— Instruction —
Identify every row below that contains the word "positive", and copy each of those rows in full.

— Extracted records —
══════════════════════════════

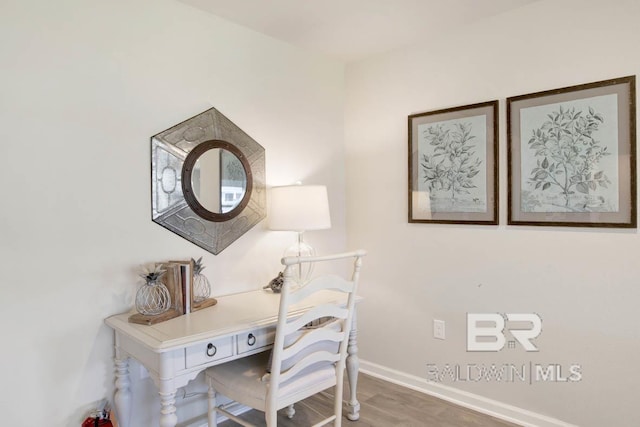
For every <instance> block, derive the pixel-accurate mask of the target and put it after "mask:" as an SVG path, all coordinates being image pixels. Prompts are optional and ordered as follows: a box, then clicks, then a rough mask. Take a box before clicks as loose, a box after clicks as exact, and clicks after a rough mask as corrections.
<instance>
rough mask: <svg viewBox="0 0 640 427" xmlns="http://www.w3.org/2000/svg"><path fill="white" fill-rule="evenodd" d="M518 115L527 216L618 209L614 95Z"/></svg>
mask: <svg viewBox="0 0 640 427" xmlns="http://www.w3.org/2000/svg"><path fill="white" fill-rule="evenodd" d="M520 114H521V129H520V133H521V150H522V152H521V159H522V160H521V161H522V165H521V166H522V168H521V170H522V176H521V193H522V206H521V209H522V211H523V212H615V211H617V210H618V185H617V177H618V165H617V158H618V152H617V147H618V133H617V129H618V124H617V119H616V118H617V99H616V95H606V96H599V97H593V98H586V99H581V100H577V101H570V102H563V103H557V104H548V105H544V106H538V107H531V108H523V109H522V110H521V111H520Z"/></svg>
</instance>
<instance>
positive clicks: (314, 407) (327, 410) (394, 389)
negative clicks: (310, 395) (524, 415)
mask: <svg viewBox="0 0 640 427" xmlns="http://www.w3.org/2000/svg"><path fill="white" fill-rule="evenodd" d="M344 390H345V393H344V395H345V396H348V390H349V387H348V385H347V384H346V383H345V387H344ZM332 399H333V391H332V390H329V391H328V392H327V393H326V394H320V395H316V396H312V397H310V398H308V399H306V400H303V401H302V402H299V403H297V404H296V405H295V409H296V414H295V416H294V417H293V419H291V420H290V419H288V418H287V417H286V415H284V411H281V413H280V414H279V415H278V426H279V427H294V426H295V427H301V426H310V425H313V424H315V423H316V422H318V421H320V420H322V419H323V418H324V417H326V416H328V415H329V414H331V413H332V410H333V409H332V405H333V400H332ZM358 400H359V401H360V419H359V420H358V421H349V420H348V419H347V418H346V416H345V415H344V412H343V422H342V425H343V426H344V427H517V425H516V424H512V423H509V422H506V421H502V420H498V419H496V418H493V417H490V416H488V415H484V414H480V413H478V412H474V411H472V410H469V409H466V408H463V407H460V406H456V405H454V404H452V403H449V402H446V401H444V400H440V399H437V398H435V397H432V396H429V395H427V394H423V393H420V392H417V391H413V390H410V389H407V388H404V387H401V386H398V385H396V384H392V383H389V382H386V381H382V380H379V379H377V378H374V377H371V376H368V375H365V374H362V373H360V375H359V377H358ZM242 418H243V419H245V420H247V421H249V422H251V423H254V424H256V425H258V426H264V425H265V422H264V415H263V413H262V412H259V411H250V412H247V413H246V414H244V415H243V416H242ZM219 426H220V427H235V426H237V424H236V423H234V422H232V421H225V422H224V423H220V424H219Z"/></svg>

══════════════════════════════

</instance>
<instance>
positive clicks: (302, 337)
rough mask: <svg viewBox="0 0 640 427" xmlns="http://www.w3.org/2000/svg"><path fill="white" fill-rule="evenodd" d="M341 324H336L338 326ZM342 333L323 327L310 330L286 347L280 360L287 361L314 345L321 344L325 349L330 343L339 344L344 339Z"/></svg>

══════════════════════════════

— Answer box —
positive clicks: (314, 407) (327, 410) (394, 389)
positive clicks: (302, 337)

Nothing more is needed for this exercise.